--- EXCERPTED TEXT ---

Valčuha and Bell bring power and glow to Shostakovich, Sibelius

Sat Sep 24, 2022 at 3:20 pm
By Steven Brown
Joshua Bell performed the Sibelius Violin Concerto with Juraj Valčuha and the Houston Symphony Friday night at Jones Hall.

Dmitri Shostakovich’s Symphony No. 5 boasts one of the orchestral repertoire’s most arresting openings, but it was stymied on Friday.

As the Houston Symphony dug into those slashing phrases, concertgoers straggling back from intermission clattered to their seats. Then a Jones Hall usher wrestled a couple of elderly guests’ walkers down the aisle, loudly bumping one into something on the way. 

Conductor Juraj Valčuha, leading his second program as the orchestra’s music director, looked around toward the noise, but he didn’t stop and restart—as he might well have done.

It was up to Valčuha and company to retake the initiative, and they did. The orchestra’s eager attacks and lean, gleaming sound set loose the music’s electricity, all but making up for what was lost in the thwarted opening. As the epic work unfolded, its ferocity came through with crackling intensity—and the orchestra equaled that with the quiet power it gave Shostakovich’s laments and introspections.

In the opening movement, as the violins first played the broad, hushed theme that floats atop pulsating chords, their sleekness and limpid sound managed to evoke both stillness and yearning. But when the music cried out, Valčuha prodded the players to lean on its most forceful turns of phrase. 

As the movement’s middle section brought back violence, the orchestra’s bite and power gave it visceral force. In the unison outburst that delivers the movement’s climax, the orchestra lashed out with such muscle and sonorousness that it seemed to be practically flinging the music at the audience.

---

> **TASKS AND EXERCISES**
a) List every person mentioned by name in the concert review.
b) Output everything in the concert review from "In the opening" down to "turns of phrase.".
c) According to the concert review, which program as the orchestra's music director was Valčuha leading?

--- DATA FOR ANALYSIS ---

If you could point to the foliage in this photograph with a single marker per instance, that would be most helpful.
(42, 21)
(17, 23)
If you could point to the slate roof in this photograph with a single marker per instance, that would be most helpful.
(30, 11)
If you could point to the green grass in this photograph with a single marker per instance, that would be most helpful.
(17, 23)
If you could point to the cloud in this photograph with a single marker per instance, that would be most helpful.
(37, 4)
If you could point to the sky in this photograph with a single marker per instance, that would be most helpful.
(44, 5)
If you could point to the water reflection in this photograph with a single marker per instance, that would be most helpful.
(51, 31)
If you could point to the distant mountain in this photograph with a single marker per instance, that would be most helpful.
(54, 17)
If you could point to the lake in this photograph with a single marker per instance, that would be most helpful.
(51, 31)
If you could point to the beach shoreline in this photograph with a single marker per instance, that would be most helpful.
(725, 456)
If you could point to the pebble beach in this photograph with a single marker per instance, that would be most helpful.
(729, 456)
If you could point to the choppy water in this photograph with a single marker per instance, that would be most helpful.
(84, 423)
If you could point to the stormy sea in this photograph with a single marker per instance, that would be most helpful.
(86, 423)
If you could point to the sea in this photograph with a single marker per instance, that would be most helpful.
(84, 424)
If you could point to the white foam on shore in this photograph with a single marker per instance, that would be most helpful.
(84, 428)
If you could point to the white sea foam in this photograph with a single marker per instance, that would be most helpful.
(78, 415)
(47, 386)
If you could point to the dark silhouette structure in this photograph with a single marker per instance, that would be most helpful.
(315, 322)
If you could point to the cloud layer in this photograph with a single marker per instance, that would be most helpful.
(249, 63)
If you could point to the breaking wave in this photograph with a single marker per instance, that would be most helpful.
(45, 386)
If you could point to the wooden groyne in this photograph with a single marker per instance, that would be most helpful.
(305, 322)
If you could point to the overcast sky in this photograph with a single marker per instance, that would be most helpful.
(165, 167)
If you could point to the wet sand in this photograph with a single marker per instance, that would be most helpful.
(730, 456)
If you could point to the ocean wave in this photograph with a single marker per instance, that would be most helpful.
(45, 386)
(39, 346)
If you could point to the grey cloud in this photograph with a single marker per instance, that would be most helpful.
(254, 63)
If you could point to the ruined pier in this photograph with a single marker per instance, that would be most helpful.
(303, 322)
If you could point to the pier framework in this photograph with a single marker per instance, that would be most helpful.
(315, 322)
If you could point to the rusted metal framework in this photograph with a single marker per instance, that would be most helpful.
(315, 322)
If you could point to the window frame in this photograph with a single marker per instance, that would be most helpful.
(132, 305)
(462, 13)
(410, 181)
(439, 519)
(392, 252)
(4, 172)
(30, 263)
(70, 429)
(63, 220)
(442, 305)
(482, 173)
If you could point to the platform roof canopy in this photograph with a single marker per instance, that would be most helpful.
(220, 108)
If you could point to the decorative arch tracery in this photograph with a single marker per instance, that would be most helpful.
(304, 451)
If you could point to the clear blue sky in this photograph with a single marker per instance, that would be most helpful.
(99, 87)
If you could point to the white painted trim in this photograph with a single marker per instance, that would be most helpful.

---

> **TASK-BY-TASK SOLUTIONS**
a)
Steven Brown
Joshua Bell
Sibelius
Juraj Valčuha
Dmitri Shostakovich

b)
In the opening movement, as the violins first played the broad, hushed theme that floats atop pulsating chords, their sleekness and limpid sound managed to evoke both stillness and yearning. But when the music cried out, Valčuha prodded the players to lean on its most forceful turns of phrase.

c) His second program.